Task details =>
Where does the string "wooden" appear? Copy every line of the entries below that holds it.

Excerpted records =>
- - - -
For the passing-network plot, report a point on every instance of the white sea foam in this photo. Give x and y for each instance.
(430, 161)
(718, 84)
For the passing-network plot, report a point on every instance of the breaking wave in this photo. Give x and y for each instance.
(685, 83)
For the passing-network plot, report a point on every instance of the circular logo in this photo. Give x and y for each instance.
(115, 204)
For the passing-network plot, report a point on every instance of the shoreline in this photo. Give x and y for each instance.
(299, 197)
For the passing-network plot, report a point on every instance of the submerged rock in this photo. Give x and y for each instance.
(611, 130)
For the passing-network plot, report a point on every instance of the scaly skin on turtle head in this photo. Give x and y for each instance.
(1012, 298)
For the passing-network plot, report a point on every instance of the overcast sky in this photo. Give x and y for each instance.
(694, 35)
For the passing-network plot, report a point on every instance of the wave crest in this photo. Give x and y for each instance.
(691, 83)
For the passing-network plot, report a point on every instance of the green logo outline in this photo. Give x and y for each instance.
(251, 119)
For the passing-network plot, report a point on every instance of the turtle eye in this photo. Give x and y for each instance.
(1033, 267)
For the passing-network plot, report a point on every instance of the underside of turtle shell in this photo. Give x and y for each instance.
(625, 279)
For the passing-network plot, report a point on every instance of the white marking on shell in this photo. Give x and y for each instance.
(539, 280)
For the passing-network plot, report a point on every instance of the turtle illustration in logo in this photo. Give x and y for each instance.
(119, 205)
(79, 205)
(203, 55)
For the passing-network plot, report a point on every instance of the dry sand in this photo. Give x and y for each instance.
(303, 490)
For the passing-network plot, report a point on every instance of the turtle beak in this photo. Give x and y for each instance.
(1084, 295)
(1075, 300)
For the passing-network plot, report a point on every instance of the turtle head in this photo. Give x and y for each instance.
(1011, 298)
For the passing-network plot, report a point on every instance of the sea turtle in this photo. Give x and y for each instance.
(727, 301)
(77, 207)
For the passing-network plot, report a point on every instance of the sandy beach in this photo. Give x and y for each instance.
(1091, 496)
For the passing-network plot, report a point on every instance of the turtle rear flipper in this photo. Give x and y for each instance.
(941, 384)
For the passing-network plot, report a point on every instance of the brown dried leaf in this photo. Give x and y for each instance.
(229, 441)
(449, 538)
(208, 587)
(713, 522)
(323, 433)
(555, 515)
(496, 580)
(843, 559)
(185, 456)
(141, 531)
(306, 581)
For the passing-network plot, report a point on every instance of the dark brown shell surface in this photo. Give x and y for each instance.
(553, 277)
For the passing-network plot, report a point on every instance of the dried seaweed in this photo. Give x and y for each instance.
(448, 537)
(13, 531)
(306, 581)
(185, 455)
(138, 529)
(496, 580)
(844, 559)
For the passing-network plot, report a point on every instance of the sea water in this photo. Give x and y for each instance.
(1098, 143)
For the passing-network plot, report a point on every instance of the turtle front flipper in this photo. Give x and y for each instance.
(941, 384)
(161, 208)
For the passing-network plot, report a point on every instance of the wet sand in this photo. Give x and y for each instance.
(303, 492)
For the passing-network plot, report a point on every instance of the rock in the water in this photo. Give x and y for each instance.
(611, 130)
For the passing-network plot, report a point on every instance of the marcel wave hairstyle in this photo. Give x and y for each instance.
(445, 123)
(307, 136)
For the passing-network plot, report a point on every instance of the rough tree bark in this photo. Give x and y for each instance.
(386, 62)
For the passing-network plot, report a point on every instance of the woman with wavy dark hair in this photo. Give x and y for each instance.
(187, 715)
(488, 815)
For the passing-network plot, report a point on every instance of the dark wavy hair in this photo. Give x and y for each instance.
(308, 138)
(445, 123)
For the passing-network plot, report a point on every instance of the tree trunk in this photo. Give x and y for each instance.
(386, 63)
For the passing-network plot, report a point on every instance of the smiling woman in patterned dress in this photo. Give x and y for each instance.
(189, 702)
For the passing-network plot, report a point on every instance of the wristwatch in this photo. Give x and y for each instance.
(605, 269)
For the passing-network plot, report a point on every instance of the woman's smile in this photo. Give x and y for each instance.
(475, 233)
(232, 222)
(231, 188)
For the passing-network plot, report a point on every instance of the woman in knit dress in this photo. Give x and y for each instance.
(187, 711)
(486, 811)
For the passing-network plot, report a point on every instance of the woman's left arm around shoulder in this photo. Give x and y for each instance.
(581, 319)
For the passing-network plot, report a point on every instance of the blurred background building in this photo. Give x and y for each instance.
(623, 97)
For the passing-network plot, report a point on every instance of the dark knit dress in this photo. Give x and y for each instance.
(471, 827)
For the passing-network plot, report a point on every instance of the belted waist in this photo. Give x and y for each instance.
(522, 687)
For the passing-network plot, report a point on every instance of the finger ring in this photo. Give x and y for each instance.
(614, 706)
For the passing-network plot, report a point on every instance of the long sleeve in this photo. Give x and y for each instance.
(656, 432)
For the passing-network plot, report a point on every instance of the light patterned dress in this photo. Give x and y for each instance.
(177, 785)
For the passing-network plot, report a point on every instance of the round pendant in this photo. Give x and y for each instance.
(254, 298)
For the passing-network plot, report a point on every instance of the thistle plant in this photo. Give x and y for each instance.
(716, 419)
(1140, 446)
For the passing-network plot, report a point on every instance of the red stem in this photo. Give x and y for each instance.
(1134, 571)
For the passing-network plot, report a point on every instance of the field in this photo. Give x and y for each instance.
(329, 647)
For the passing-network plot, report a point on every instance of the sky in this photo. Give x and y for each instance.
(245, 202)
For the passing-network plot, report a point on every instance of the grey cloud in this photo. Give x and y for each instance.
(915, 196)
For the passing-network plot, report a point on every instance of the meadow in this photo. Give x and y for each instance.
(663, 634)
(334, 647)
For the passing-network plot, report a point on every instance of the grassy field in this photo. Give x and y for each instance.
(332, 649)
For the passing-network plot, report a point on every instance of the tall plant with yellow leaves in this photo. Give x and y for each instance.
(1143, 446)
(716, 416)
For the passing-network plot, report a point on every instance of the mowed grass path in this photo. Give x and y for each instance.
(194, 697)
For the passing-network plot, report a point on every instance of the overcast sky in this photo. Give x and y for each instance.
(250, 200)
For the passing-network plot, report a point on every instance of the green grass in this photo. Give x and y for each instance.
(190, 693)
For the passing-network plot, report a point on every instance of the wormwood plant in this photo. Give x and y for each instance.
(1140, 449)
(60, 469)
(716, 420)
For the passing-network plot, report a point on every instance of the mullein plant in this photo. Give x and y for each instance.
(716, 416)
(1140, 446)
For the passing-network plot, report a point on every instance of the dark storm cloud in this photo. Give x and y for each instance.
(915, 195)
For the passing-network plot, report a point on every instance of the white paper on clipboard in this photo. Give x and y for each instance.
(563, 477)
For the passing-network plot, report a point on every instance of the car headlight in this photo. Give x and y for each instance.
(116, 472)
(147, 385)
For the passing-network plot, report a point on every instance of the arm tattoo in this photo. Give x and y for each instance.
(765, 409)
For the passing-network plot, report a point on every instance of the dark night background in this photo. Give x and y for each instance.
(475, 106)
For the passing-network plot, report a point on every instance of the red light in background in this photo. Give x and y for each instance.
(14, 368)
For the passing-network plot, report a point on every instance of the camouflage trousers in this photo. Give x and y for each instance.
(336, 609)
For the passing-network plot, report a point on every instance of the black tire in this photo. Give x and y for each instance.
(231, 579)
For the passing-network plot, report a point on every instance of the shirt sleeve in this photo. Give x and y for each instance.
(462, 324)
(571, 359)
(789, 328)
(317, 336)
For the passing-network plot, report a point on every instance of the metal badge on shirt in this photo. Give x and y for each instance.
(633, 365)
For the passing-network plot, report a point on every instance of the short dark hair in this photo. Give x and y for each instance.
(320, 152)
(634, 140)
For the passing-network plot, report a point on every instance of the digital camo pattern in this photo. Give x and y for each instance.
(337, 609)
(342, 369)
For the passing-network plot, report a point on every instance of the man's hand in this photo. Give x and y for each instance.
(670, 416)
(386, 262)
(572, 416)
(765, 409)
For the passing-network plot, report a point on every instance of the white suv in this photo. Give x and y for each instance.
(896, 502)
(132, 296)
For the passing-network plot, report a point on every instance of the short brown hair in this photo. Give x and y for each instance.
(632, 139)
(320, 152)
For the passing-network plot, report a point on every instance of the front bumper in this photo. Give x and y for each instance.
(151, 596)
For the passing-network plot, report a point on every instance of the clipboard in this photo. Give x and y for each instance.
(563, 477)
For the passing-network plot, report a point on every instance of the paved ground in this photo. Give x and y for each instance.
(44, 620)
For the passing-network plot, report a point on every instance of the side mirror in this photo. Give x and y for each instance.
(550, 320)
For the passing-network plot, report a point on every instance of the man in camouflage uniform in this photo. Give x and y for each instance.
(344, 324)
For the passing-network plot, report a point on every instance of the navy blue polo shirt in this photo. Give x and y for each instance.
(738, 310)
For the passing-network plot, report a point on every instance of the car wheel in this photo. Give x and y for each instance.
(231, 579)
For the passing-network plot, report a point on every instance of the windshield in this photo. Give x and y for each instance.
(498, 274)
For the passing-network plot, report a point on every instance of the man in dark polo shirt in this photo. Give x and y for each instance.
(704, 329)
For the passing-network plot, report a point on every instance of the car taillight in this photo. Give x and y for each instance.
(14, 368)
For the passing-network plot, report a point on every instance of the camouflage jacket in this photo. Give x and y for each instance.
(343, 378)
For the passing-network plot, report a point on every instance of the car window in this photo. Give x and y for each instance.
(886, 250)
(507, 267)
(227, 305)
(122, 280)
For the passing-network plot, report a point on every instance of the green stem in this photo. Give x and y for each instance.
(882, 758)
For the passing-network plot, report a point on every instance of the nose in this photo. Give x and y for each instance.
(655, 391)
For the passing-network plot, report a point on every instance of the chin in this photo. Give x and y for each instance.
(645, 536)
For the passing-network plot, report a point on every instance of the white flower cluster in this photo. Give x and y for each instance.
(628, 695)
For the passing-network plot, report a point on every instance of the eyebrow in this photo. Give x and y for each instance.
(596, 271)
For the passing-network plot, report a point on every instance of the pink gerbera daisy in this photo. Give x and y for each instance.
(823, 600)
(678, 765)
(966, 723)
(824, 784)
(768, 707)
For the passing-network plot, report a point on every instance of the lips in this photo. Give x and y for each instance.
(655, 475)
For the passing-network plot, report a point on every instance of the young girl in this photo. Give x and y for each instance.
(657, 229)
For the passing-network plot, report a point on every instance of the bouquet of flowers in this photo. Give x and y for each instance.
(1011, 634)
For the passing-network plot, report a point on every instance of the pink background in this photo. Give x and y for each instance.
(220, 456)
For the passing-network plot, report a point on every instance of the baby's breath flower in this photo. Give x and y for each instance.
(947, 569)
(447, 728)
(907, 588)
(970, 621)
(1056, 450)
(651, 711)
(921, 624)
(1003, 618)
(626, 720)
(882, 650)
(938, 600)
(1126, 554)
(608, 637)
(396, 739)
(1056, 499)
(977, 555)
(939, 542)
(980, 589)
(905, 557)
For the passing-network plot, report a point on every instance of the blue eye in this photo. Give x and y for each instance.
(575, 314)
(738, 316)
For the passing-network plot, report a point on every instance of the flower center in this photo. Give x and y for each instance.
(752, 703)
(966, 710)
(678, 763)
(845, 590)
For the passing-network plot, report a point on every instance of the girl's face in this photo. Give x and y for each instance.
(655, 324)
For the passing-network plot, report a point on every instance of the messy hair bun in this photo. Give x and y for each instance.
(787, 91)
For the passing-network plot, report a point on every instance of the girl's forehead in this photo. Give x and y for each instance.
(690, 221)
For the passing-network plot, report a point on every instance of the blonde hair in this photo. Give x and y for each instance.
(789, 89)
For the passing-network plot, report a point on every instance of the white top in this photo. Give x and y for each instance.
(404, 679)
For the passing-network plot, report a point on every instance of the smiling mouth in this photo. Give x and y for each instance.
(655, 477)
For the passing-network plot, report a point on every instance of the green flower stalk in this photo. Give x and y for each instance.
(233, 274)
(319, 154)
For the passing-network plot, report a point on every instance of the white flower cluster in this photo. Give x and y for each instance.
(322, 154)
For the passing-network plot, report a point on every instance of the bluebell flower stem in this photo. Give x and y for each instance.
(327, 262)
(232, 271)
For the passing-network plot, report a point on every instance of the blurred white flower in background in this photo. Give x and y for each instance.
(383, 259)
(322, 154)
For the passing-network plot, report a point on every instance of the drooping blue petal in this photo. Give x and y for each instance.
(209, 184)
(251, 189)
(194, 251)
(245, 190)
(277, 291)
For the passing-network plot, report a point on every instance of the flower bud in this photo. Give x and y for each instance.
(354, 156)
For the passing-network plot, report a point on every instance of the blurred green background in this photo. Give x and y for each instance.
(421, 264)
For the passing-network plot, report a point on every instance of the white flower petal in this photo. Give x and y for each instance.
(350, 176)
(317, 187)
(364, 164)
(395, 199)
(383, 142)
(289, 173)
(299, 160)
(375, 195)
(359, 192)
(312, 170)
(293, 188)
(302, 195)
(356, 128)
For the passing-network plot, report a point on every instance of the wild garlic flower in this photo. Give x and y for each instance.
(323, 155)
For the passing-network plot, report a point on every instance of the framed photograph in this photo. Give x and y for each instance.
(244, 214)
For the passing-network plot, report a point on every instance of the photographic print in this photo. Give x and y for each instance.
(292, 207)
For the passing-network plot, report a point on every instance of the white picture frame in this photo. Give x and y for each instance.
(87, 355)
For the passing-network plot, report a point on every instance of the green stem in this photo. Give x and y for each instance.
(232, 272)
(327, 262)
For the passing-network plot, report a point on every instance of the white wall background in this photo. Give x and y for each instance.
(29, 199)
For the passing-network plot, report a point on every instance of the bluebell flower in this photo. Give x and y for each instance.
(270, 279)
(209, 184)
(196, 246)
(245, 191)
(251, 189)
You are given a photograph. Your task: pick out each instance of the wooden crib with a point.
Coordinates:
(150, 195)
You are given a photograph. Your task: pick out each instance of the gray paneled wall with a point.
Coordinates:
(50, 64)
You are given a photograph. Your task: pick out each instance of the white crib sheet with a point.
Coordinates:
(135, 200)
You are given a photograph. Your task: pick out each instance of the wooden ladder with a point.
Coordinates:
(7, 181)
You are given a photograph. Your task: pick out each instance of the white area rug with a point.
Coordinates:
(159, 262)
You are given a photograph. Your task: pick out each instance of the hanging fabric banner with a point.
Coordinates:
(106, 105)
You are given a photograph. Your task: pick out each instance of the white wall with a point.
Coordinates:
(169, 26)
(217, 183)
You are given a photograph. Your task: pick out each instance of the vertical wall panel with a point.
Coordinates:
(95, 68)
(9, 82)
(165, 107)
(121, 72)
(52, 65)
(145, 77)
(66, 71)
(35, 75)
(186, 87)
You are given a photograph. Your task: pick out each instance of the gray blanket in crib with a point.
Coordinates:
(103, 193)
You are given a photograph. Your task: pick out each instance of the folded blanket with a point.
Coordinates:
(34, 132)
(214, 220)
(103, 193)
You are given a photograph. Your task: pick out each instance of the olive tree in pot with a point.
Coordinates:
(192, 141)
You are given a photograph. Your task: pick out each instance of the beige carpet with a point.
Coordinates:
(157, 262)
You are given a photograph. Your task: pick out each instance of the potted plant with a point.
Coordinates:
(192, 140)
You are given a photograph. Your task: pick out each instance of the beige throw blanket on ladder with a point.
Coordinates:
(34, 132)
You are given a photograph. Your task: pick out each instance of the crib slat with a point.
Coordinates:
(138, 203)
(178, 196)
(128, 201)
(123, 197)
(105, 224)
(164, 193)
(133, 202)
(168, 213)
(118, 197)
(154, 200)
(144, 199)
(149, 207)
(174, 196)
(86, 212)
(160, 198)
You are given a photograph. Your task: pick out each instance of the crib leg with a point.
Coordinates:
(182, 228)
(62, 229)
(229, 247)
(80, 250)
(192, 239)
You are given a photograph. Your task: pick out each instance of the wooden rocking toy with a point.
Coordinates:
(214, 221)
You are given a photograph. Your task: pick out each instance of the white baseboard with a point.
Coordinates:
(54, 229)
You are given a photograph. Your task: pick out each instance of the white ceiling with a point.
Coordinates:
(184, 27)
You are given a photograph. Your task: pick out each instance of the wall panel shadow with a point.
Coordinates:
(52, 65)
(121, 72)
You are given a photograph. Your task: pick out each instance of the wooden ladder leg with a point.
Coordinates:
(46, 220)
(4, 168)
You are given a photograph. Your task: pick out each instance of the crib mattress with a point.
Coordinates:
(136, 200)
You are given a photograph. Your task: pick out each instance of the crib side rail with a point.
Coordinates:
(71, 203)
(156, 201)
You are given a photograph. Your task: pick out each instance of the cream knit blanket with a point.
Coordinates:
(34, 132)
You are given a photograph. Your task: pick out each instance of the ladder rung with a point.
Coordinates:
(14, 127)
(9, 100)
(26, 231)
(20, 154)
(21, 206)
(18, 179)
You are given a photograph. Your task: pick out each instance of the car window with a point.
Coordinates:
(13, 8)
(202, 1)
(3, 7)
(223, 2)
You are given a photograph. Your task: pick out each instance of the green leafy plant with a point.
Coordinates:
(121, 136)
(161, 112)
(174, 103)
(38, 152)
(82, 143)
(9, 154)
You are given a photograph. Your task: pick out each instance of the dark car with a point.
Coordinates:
- - - -
Exercise answer =>
You are given a photograph. Your task: pick out each instance of the wooden crib with a point.
You are given a photograph. Your task: pick out each instance of the wooden ladder with a point.
You are given a photograph. Your task: pick out each instance of the wooden rocking toy with a point.
You are given a photograph. Your task: pick out each instance of the wooden ladder leg with a point.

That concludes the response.